ABD emperyalizminin yeni Dışişleri Bakanı’nın açıkladığı dış politikanın köşe taşları Rusya doğalgazını Almanya ve Avrupa’ya taşıyacak olan Kuzey Akımı 2 gaz boru hattının ABD ile Almanya arasında sorun olmaya devam edeceğini gösteriyor. Enerji kaynakları ve ikmal hatları üzerinden alevlenmesi muhtemel çatışma ve çekişmelerin ortaya çıkmasıyla birlikte, Avrupa Komisyonu Başkanı Ursula von der Leyen’in “ABD geri döndü” diye atığı sevinç naralarının yankısının, keza Biden’ın koltuğa oturmasını “Bugün demokrasi için güzel bir gün” diyerek kutsayan Almanya Cumhurbaşkanı Frank-Walter Steinmeier’ın memnuniyetinin ne zamana kadar süreceğini görmek için çok beklemek gerekmeyecek.
Emperyalist tekellerin önceliklerinden kaynaklanan çıkar çatışmaları, Biden yönetiminin Trump’tan devralınan politikaları “hafif değişikliklerle, Washington’un müttefiklerini daha yakından bilgilendirerek” sürdürecek olmasıyla aşılamayacak kadar farklılaşarak derinleşmiştir.

Yapılacak işlemler —
- A) Kuzey Akımı 2 hakkındaki metne göre aşağıdaki soruları yanıtlayın.
(i) Kuzey Akımı 2 boru hattı Rusya doğalgazını nereye taşıyacak?
(ii) "ABD geri döndü" sözleri kime ait?
(iii) Frank-Walter Steinmeier, Biden'ın koltuğa oturmasını hangi sözlerle karşıladı?
- B) Kuzey Akımı 2 hakkındaki metni son cümlesinden itibaren bir paragrafla ilerletin.

Veri alıntıları —
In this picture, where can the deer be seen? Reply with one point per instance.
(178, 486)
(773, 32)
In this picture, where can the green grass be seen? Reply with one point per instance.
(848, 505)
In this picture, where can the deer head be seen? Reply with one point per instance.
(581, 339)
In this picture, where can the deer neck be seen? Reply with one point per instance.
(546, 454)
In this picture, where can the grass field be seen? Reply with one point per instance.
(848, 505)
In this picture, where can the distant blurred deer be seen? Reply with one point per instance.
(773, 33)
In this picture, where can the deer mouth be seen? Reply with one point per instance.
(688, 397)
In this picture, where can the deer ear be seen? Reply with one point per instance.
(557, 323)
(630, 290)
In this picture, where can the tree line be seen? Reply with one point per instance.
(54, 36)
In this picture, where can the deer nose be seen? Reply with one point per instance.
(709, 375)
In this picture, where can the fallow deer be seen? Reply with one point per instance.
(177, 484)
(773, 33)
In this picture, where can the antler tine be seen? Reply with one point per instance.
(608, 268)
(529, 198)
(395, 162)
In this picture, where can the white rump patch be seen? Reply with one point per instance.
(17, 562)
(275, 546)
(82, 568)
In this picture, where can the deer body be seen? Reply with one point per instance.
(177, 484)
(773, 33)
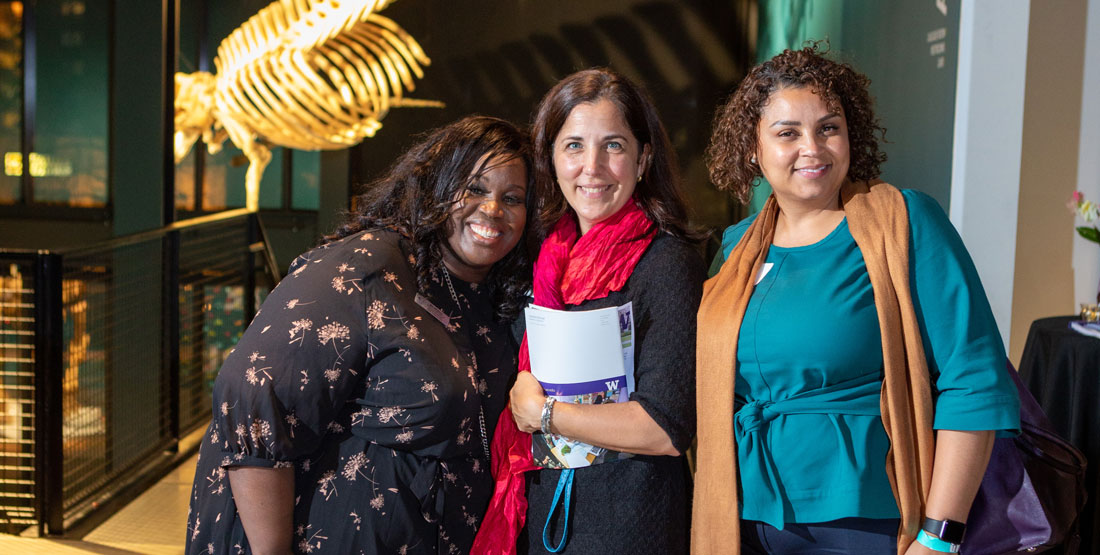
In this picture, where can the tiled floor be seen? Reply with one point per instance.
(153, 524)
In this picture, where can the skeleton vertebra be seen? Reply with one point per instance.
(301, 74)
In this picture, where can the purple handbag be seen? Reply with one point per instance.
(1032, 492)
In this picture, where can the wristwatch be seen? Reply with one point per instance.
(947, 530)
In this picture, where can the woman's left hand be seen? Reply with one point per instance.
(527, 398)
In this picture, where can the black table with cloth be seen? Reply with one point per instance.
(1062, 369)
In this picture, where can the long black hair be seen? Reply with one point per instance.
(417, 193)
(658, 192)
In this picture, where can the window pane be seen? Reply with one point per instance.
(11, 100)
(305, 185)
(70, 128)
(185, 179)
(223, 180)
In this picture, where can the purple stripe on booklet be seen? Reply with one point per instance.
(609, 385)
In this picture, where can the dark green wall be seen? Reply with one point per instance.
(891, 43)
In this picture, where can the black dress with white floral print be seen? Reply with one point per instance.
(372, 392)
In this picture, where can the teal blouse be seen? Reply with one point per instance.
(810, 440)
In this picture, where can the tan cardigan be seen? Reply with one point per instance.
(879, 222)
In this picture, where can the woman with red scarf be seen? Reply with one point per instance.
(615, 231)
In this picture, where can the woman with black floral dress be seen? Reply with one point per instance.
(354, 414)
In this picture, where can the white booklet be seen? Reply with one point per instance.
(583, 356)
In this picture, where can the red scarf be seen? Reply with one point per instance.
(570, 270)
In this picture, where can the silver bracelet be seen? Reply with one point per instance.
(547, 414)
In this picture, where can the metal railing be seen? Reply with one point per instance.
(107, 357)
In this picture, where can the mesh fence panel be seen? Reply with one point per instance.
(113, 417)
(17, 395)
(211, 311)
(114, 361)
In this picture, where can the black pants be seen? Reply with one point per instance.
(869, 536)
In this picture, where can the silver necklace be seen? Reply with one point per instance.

Sonuçlar —
- A)
(i) Almanya ve Avrupa'ya.
(ii) Avrupa Komisyonu Başkanı Ursula von der Leyen'e.
(iii) "Bugün demokrasi için güzel bir gün" sözleriyle.

- B)
Yeni ABD yönetimi, İran ve Venezuela gibi ülkeleri havuç-sopa politikasıyla Rusya ve Çin’den uzaklaştırmak, yanı sıra bu ülkelerin pazarlarını müttefiklerinin yağmasına açma yoluyla da Batı bloku içerisindeki çelişkileri yatıştırarak denetim altına almak isteyecektir. Örneğin Biden’ın bir danışmanı Aralık 2020’de Nicolás Maduro ile prensipte görüşmeye hazır olduklarını açıklarken, Blinken’in Senato’da yaptığı konuşmada, Washington’un başarısız uşak darbeci Juan Guaidó’ya güvendiğini söylemesi boşuna değil.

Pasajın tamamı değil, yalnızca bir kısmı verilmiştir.